[Region pointing data]
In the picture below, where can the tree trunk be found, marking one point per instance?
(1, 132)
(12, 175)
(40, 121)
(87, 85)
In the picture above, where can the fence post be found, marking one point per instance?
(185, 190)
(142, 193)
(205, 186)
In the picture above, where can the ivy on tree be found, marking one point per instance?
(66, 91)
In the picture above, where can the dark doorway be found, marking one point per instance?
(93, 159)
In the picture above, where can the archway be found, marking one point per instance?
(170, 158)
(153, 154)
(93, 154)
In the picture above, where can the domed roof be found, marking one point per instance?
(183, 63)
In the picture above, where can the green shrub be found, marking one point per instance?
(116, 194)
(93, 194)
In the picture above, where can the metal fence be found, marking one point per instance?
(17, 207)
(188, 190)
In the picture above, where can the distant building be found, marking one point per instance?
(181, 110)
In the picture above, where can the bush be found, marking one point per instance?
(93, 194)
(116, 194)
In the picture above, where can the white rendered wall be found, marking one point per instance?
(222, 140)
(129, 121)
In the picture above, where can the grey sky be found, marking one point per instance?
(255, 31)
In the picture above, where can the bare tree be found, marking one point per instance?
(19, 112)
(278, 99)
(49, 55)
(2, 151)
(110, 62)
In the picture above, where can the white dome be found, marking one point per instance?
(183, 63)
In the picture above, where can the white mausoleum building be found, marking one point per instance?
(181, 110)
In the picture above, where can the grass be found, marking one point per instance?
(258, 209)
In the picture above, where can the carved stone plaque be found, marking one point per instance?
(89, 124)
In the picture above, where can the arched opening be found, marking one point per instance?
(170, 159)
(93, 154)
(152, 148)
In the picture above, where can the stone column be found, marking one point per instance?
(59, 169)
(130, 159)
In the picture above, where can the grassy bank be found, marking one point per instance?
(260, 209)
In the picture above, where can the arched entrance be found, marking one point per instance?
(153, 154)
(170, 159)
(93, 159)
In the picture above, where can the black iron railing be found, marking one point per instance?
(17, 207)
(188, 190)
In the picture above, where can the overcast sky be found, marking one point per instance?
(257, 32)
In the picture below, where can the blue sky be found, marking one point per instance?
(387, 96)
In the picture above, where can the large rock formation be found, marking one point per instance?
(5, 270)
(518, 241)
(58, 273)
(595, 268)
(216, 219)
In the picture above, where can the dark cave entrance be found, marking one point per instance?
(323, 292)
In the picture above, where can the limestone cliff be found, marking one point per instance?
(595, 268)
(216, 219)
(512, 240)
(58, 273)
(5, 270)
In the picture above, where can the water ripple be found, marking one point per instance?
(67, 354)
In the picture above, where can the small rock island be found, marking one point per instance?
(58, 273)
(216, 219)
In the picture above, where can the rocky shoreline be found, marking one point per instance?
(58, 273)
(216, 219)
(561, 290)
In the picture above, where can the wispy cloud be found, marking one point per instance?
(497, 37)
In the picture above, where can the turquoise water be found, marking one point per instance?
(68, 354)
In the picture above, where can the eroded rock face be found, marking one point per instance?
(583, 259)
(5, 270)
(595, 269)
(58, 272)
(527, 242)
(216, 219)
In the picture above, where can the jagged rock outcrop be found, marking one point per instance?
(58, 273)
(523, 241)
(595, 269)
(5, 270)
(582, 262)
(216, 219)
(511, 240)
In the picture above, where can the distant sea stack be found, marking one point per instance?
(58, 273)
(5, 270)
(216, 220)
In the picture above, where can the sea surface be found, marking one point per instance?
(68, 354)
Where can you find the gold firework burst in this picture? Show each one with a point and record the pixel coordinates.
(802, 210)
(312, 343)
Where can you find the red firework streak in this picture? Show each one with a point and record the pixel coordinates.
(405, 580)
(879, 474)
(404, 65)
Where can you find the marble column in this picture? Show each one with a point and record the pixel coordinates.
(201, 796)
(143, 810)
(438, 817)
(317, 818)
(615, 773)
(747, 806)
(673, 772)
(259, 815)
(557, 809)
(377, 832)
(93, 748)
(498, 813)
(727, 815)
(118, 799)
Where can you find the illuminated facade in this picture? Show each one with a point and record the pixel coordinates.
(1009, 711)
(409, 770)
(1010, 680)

▶ _Your goal_: Every one of the records is to be copied word for word.

▶ _Response area_:
In the picture below, where can the tree trunk be found, marking one point per instance?
(1, 132)
(12, 175)
(40, 121)
(87, 85)
In the picture above, where can the fence post be found, marking one point per instance?
(185, 190)
(142, 193)
(205, 186)
In the picture above, where can the ivy on tree be found, marking one point per instance?
(66, 91)
In the picture above, where can the dark doorway be found, marking one point per instance?
(93, 159)
In the picture above, where can the archway be found, marking one point per instance?
(170, 158)
(153, 154)
(93, 154)
In the picture above, where can the domed roof be found, marking one point per instance?
(183, 63)
In the picture above, where can the green shrub be found, marking one point per instance?
(116, 194)
(93, 194)
In the picture above, where can the metal fence be found, marking one point per instance?
(17, 207)
(188, 190)
In the picture above, where can the distant building be found, marking one point per instance?
(181, 110)
In the picture above, where can the bush be found, marking one point per instance?
(93, 194)
(116, 194)
In the picture above, where can the white rendered wall be found, marking one point per instance?
(222, 140)
(129, 121)
In the picture above, where can the grey sky be found, marking one point per instance?
(255, 31)
In the picture above, where can the bare tree be found, marking one point per instance?
(19, 112)
(278, 99)
(49, 55)
(2, 151)
(110, 62)
In the picture above, where can the white dome be found, marking one point per instance?
(183, 63)
In the picture above, where can the white mausoleum building be found, marking one point per instance?
(181, 110)
In the picture above, where can the grass be found, marking one point per instance?
(258, 209)
In the picture above, where can the carved stone plaque be found, marking one point per instance?
(89, 124)
In the picture above, where can the arched opening be found, marking one point per instance?
(170, 159)
(93, 154)
(152, 148)
In the picture above, where can the stone column be found, marking one point per instance?
(59, 169)
(130, 159)
In the picture above, where can the grassy bank be found, marking one point per instance?
(260, 209)
In the picture above, where can the arched entrance be found, marking one point per instance?
(153, 154)
(170, 159)
(93, 159)
In the picture above, where can the black iron railing be found, marking one point per instance?
(17, 207)
(188, 190)
In the picture above, where can the overcast sky be found, marking one point per instance?
(257, 32)
In the picture below, where can the blue sky be found, marking one point per instance?
(387, 96)
In the picture above, where can the large rock formation be found, marking one point per instance?
(5, 270)
(518, 241)
(58, 273)
(595, 268)
(216, 219)
In the picture above, where can the dark cave entrance be found, marking one point per instance?
(323, 292)
In the picture above, where can the limestone cliff be found, marking one point per instance?
(595, 268)
(216, 219)
(512, 240)
(58, 273)
(5, 270)
In the picture above, where can the water ripple be found, marking one point per instance?
(67, 354)
In the picture above, where can the small rock island be found, marking one point per instance?
(58, 273)
(216, 219)
In the picture above, where can the rocky shoreline be found, marking one point per instance?
(58, 273)
(216, 219)
(561, 290)
In the picture above, where can the wispy cloud be found, marking one point per instance?
(497, 37)
In the picture above, where can the turquoise water be found, marking one point per instance?
(68, 354)
In the picture above, where can the eroded rock face be found, marking one point per instance?
(583, 259)
(5, 270)
(595, 269)
(58, 272)
(527, 242)
(216, 219)
In the picture above, where can the jagged rock outcrop be found, marking one point per instance?
(58, 273)
(523, 241)
(595, 269)
(5, 270)
(582, 262)
(216, 219)
(511, 240)
In the picture above, where can the distant sea stack be found, marking one point per instance?
(58, 273)
(5, 270)
(216, 220)
In the picture above, where can the sea surface be found, marking one point per instance?
(68, 354)
Where can you find the gold firework burst in this picture? Show each one with a point and record the pixel coordinates.
(802, 210)
(312, 343)
Where can you find the red firework streak in this picture? Show each one with a point and record the pixel coordinates.
(405, 580)
(879, 474)
(404, 65)
Where can you find the marble column in this picture? Show each one with a point and record the pixel coordinates.
(201, 796)
(143, 810)
(438, 817)
(317, 818)
(615, 773)
(747, 806)
(673, 772)
(259, 815)
(557, 809)
(377, 832)
(93, 748)
(498, 813)
(727, 815)
(118, 799)
Where can you find the illuminated facade in this picture? Show each one with a point and record the pixel coordinates.
(1009, 711)
(409, 770)
(1010, 680)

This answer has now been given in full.